= WHAT THE EXERCISE ASKS =
Copy out the records below, changing each "Drop one marker" to "Place one marker" and keeping all other text the same.

= Records contained in a dataset =
--------
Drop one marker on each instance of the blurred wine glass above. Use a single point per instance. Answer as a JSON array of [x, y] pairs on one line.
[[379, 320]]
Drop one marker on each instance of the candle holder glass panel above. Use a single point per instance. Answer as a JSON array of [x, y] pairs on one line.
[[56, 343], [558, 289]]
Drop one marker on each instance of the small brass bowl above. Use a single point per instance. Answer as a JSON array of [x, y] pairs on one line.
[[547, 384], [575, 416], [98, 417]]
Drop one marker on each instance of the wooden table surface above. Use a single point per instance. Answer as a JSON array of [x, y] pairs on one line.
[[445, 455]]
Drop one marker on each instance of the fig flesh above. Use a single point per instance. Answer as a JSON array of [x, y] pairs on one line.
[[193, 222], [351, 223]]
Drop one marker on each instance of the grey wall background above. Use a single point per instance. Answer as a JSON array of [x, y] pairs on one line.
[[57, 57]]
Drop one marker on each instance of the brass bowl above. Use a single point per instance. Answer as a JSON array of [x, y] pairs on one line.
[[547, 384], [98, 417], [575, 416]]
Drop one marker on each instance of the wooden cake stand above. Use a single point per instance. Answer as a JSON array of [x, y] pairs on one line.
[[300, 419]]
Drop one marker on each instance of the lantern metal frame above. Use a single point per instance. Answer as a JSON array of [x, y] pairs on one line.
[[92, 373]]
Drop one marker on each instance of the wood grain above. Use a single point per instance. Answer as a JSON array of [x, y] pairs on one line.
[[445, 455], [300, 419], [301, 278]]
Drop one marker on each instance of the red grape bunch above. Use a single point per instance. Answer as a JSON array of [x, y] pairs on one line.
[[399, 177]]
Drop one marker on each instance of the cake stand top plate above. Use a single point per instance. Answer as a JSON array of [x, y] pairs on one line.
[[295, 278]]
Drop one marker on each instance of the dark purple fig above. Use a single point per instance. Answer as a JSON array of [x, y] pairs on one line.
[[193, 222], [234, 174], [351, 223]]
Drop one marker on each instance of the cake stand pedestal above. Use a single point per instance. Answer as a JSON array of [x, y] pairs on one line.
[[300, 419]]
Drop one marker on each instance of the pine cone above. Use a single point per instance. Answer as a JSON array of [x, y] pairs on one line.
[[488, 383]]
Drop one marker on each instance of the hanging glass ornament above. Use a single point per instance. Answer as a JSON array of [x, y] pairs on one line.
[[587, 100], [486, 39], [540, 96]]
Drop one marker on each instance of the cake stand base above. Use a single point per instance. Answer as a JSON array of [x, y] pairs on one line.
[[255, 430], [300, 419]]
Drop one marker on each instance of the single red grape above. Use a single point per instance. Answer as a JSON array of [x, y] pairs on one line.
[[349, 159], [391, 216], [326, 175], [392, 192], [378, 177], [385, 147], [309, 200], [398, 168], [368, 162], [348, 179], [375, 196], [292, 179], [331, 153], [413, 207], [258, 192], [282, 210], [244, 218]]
--------
= COMPLETE ANSWER =
Place one marker on each instance of the blurred wine glass above. Use a single point per instance. Answer as a JSON array of [x, y] pairs on one line.
[[379, 320]]
Place one marker on each instance of the candle holder glass panel above. Use a single point per instance. Answer as a JSON array of [x, y] pairs on one line.
[[56, 343], [558, 289]]
Place one marker on each instance of the small brass bowl above. Use a single point per instance. Answer as a JSON array of [x, y] pairs on one line.
[[547, 384], [575, 416], [98, 417]]
Place one marker on each instance of the wooden table surface above. Use a single point per instance. Answer as a JSON array of [x, y] pairs on one line.
[[445, 455]]
Place one marker on each instance of the fig flesh above. Use a single point per instance. Answer as a JSON array of [x, y] pairs on one line.
[[193, 222], [351, 223]]
Place one marker on each instance of the grey wall background above. Use a single point per instance. Answer as a JSON array of [x, y] pairs on one line.
[[57, 57]]
Place one marker on each instance of the brass bowl above. Use a single point per instance. Answer as a JSON array of [x, y] pairs on one line.
[[547, 384], [98, 417], [575, 416]]
Place one marker on each instance of the wooden cake stand above. Use a single point per instance. Answer as a JSON array of [x, y] pairs on one line.
[[300, 419]]
Place one marker on each instance of the lantern metal frame above. Use a single point per instance. Answer as a JSON array of [x, y] pairs on one line.
[[92, 373]]
Place one marker on each instance of the wood grain above. Use a single point per instance. Answer as a JSON array of [x, y] pairs on one line.
[[445, 455], [300, 419], [301, 278]]
Place one marker on each instance of the red grape bunch above. Use a single point per instance. Answer as a JSON array of [x, y] pairs on one line.
[[399, 177]]
Place one marker on each instance of the cake stand top plate above. Use a single point per instance. Answer as a JSON array of [x, y] pairs on one line.
[[295, 278]]
Place one marker on each instance of the dark purple fig above. Use a single point per instance. Answer as a JSON array of [x, y] pairs on one line.
[[193, 222], [234, 174], [351, 223]]
Place one marker on each instance of the cake stand pedestal above. Use a single point per instance. Answer as a JSON array of [x, y] pairs on one line.
[[300, 419]]
Place one marker on each instance of the pine cone above. Use a single point per instance. Answer as a JSON array of [x, y] pairs on one line.
[[488, 383]]
Place one marker on each instance of the hanging glass ornament above. Use a single point per instance. Answer as a JSON array of [x, y] pairs on one line.
[[587, 100], [486, 39], [540, 96]]
Place one marker on each instance of the cake stand base above. Use a single point per instance. Answer as a JSON array of [x, y] pairs on one line.
[[255, 430], [300, 419]]
Place one marker on each instance of the single red grape above. Use a single point per instance. Answer as a JSON array of [x, y] pairs on one line.
[[349, 159], [391, 216], [326, 175], [392, 192], [378, 177], [385, 147], [309, 200], [398, 168], [368, 162], [348, 179], [375, 196], [292, 179], [331, 153], [413, 207], [258, 192], [282, 210], [244, 218]]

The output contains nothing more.